*** PAGE EXTRACT ***
BUDAPEST — Hungarians celebrated joining the European Union eight years ago by chopping through the barbed wire that separated them from Austria, eliminating a final vestige of the Iron Curtain. But after years of financial crisis, many here in Europe’s heart are questioning their westward ties.
As membership in the E.U. becomes ever more a dour pledge to cut spending while opening borders to economic competition, anti-E.U. politicians in many countries have surged in popularity, capitalizing on the anxieties of voters who see dimming hope for the future. Hungary’s Prime Minister Viktor Orban has been at the front of the pack, passing electoral and economic revisions that critics say are far outside of European norms but that he says put his country’s interests first.
Other countries could soon be following Hungary’s path in what has until now been a mostly one-way road toward tighter economic integration. Near-bankrupt Greece could be kicked off the euro, or even out of the E.U., if it fails to make enough progress in grappling with its problems. Even politicians who support the union as a whole are questioning the wisdom of the fiscal pact agreed to on Monday that binds together the 17 countries that have adopted the euro in a solemn vow of austerity and that will slowly draw in eight other countries, including Hungary, if they join the euro zone.
“The fiscal pact raises budgetary discipline to the status of a panacea for all the ills associated with the debt crisis,” Martin Schulz, president of the European Parliament and a member of Germany’s Socialist party, said in a speech to European leaders Monday. “Alone and accompanied by austerity measures in many member states, it will not bring much-needed economic growth and jobs.”
*** End of PAGE EXTRACT ***
*** DATA PROVIDED ***
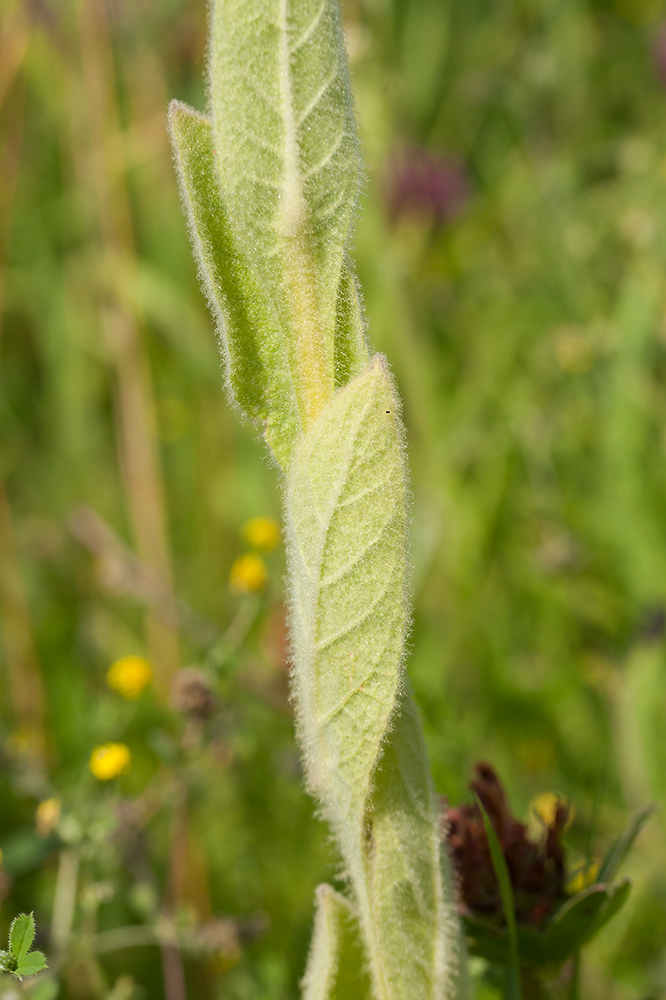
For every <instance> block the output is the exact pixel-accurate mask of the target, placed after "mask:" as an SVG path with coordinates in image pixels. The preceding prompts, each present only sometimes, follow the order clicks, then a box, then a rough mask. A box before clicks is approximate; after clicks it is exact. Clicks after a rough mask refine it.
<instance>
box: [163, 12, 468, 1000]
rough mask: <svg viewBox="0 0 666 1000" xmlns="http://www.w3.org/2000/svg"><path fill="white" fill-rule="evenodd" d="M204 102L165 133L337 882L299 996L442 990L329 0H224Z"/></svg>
*** End of DATA PROVIDED ***
— DIRECTIONS —
1 > According to the article on Hungary and the European Union, what did Hungarians cut through to celebrate joining the union?
2 > Reproduce a passage from the article on Hungary and the European Union: begin at the words "BUDAPEST — Hungarians" and stop after "their westward ties.".
The material comes from a separate source, not from the article on Hungary and the European Union.

— RESULTS IN ORDER —
1 > The barbed wire that separated them from Austria.

2 >
BUDAPEST — Hungarians celebrated joining the European Union eight years ago by chopping through the barbed wire that separated them from Austria, eliminating a final vestige of the Iron Curtain. But after years of financial crisis, many here in Europe’s heart are questioning their westward ties.